Stored data entries |
################
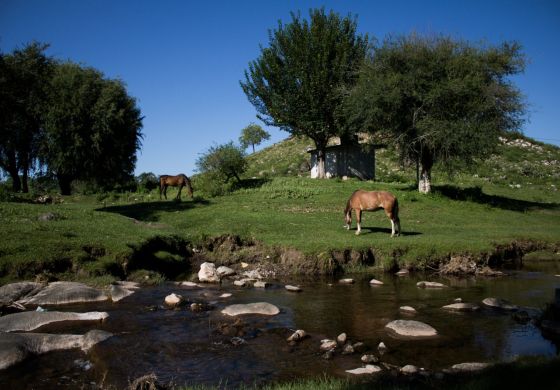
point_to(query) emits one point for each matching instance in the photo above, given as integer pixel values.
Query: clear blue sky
(183, 60)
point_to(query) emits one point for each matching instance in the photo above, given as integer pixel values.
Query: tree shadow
(149, 211)
(372, 230)
(475, 194)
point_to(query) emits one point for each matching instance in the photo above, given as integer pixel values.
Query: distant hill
(519, 161)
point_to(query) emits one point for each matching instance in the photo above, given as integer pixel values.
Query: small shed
(350, 160)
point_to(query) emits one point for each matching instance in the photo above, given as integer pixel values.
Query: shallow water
(202, 348)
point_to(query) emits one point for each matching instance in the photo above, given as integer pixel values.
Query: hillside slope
(519, 161)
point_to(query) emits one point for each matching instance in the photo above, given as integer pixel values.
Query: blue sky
(183, 60)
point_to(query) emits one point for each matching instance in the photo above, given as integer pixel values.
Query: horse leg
(358, 221)
(179, 193)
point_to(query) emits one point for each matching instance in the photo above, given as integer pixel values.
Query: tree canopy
(440, 99)
(223, 162)
(92, 128)
(252, 135)
(296, 83)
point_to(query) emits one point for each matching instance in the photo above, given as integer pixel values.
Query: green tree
(92, 128)
(297, 82)
(440, 99)
(252, 135)
(24, 80)
(224, 162)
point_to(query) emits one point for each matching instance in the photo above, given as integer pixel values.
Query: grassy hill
(504, 206)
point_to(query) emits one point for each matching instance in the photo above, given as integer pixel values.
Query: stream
(182, 346)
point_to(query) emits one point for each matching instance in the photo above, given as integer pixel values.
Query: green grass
(91, 238)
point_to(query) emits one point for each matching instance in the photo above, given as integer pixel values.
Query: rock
(328, 344)
(173, 299)
(407, 309)
(368, 369)
(369, 359)
(461, 306)
(224, 271)
(297, 335)
(498, 303)
(263, 308)
(118, 292)
(18, 291)
(208, 273)
(409, 328)
(359, 347)
(16, 347)
(469, 367)
(425, 284)
(31, 320)
(341, 338)
(58, 293)
(188, 284)
(409, 369)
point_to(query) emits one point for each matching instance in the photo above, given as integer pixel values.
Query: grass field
(90, 236)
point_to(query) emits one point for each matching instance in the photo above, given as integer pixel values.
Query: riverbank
(292, 224)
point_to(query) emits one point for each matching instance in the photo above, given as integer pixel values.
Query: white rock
(498, 303)
(430, 285)
(407, 309)
(409, 328)
(461, 306)
(173, 299)
(224, 271)
(208, 273)
(368, 369)
(263, 308)
(470, 366)
(409, 369)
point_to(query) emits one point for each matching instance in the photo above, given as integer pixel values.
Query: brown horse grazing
(371, 201)
(180, 181)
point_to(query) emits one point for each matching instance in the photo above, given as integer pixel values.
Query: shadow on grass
(475, 194)
(149, 211)
(372, 230)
################
INSTRUCTIONS TO FOLLOW | Type out the entries again without a single change, and leave the pictures out.

SOLUTION FOR THIS EXERCISE |
point_to(query) emits one point for each matching instance in the photo above, given as integer pixel values.
Query: clear blue sky
(183, 60)
point_to(query) emits one point for each matching instance in the photo above, given as integer pixel values.
Query: tree shadow
(149, 211)
(372, 230)
(475, 194)
point_to(query) emits one point for each matching instance in the photo above, given as integer pixel values.
Query: distant hill
(519, 161)
point_to(query) emits one point for each matching instance in the photo above, given as integer pixel values.
Query: small shed
(350, 160)
point_to(query) emits one point for each matching instance in the photo above, given as integer pixel values.
Query: shallow water
(202, 348)
point_to(query) emits one point for each matching instance in the photo above, given as integer pixel values.
Query: hillside slope
(519, 161)
point_to(query) emits one point for each matching instance in the photo above, given as integer pixel values.
Query: blue sky
(183, 60)
point_to(query) emits one point for each matching instance in the photo above, given as integer pixel values.
Query: horse leg
(358, 221)
(179, 193)
point_to(query) emits one point for each matching instance in the photo above, given as integer pixel values.
Query: tree canopy
(440, 99)
(223, 162)
(92, 128)
(252, 135)
(296, 83)
point_to(query) emits one point for each matching instance in the photo above, given as integer pixel values.
Query: green tree
(92, 128)
(297, 82)
(440, 99)
(252, 135)
(24, 80)
(224, 162)
point_to(query) emits one point for each matching instance in the photo above, given as integer pixel values.
Query: grassy hill
(504, 206)
point_to(query) emits one point for each matching instance in the photo above, given as integer pixel values.
Query: stream
(182, 346)
point_to(query) emits one point for each matching instance in the photo above, given as integer pixel values.
Query: green grass
(91, 238)
point_to(query) emits one point for each matching instance in the photo above, given as integer pixel values.
Query: rock
(328, 344)
(173, 299)
(407, 309)
(368, 369)
(369, 359)
(461, 306)
(224, 271)
(297, 335)
(498, 303)
(263, 308)
(118, 292)
(18, 291)
(208, 273)
(409, 328)
(359, 347)
(16, 347)
(469, 367)
(425, 284)
(31, 320)
(341, 338)
(58, 293)
(188, 284)
(409, 369)
point_to(query) emits one point for each matching instance in the photo above, given as integer pixel values.
Query: grass field
(90, 236)
point_to(query) emits one point for each matching instance in the photo above, given as integer pixel values.
Query: riverbank
(292, 224)
point_to(query) emits one point for each matching instance in the photo above, given as integer pixel values.
Query: white rock
(498, 303)
(430, 285)
(407, 309)
(409, 328)
(461, 306)
(173, 299)
(224, 271)
(208, 273)
(368, 369)
(263, 308)
(470, 366)
(409, 369)
point_to(query) emits one point for each matching instance in the photo above, given as integer pixel values.
Query: brown horse grazing
(371, 201)
(180, 181)
point_to(query) emits one point for each matching instance in the photo above, given as integer pixel values.
Query: shadow on grass
(475, 194)
(149, 211)
(372, 230)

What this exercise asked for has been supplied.